## Extracted entries
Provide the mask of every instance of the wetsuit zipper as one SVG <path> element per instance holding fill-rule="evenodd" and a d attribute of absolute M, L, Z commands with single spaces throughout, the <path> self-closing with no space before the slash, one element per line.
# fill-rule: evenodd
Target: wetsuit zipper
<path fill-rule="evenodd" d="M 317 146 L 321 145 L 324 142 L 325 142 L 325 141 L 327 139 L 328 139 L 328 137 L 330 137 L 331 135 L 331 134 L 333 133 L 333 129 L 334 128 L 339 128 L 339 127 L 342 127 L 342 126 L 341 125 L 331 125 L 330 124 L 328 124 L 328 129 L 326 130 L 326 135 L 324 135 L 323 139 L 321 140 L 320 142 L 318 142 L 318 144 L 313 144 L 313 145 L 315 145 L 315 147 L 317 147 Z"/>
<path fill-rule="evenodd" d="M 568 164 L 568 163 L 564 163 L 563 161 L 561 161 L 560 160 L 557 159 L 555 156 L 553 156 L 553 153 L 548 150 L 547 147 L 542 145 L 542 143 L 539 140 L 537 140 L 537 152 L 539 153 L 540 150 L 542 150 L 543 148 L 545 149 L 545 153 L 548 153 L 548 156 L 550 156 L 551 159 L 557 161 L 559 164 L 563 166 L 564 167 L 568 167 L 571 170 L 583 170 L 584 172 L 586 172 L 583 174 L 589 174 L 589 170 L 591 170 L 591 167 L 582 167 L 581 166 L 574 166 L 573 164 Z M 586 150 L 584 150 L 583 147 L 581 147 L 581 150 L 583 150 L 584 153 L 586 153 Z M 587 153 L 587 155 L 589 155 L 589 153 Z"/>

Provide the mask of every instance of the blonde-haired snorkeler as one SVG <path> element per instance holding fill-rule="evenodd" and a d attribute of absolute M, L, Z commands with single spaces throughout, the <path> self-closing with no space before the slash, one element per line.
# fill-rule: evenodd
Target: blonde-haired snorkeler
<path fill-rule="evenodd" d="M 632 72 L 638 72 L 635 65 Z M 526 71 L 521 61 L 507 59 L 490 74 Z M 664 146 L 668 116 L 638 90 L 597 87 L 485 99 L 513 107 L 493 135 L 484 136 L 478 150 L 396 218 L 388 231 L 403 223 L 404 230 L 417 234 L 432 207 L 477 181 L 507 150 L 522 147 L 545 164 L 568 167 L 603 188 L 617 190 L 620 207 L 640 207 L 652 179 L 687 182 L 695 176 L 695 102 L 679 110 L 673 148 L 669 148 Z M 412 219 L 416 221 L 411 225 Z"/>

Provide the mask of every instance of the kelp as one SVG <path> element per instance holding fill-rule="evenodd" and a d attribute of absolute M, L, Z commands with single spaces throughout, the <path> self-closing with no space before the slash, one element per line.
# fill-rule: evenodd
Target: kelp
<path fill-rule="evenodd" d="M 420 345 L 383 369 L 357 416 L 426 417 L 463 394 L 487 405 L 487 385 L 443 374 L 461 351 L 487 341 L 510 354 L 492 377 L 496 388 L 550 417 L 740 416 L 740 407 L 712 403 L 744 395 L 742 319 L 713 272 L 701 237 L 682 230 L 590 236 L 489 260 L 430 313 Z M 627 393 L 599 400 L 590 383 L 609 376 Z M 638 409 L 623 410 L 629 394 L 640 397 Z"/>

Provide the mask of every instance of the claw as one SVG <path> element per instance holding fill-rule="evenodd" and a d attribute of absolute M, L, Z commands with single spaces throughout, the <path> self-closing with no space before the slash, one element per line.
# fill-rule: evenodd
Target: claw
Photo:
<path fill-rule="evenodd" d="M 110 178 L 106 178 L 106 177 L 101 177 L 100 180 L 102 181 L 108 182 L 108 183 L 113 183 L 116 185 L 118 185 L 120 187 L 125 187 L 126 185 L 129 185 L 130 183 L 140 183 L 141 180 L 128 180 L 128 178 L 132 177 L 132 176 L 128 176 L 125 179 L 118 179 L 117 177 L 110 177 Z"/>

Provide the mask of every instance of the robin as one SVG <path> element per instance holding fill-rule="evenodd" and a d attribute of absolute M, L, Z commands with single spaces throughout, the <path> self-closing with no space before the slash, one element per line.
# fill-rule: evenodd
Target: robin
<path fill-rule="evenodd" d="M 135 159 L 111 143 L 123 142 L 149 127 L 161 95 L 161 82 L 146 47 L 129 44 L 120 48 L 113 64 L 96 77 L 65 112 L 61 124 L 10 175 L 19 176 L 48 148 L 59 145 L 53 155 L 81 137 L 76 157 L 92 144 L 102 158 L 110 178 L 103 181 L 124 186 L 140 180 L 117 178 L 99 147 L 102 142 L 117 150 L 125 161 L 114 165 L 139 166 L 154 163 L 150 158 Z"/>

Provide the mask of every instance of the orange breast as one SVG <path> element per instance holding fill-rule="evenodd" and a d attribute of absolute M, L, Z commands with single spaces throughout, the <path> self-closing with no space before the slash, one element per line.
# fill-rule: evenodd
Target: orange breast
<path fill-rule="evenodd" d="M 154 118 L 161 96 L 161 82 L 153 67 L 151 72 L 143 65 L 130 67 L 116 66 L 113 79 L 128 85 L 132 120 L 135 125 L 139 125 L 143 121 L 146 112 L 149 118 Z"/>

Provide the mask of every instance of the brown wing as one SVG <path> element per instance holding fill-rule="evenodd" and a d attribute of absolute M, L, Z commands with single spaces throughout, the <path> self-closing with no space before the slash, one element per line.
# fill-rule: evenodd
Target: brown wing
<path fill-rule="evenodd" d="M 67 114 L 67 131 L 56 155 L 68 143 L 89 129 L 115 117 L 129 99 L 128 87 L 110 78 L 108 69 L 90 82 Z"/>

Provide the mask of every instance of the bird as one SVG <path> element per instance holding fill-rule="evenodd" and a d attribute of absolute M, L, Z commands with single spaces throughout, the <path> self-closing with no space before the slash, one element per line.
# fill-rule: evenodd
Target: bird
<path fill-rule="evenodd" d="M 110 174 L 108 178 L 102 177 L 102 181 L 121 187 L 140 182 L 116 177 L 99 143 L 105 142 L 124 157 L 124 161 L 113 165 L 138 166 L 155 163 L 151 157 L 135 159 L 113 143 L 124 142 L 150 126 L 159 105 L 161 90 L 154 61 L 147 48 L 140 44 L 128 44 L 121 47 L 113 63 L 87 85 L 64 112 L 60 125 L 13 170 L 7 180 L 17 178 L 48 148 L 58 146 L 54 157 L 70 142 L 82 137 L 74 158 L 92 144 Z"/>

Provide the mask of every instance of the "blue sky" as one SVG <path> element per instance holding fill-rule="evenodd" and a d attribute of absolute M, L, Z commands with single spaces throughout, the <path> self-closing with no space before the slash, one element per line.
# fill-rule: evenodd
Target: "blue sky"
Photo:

## Set task
Reproduce the part of the listing that opens with the line containing "Provide the mask of every instance of the brown" and closes with the line containing "67 114 L 67", keeping every line and offsetting each coordinate in the path outline by 118. Give that part only.

## Task output
Provide the mask of every instance of the brown wing as one SVG <path> element per instance holding fill-rule="evenodd" and a d attribute of absolute M, L, Z commands with single spaces throughout, the <path> self-closing with no space before the slash, one element per line.
# fill-rule: evenodd
Target: brown wing
<path fill-rule="evenodd" d="M 185 232 L 185 249 L 174 273 L 186 261 L 207 247 L 233 235 L 247 217 L 246 205 L 228 196 L 226 187 L 208 200 Z"/>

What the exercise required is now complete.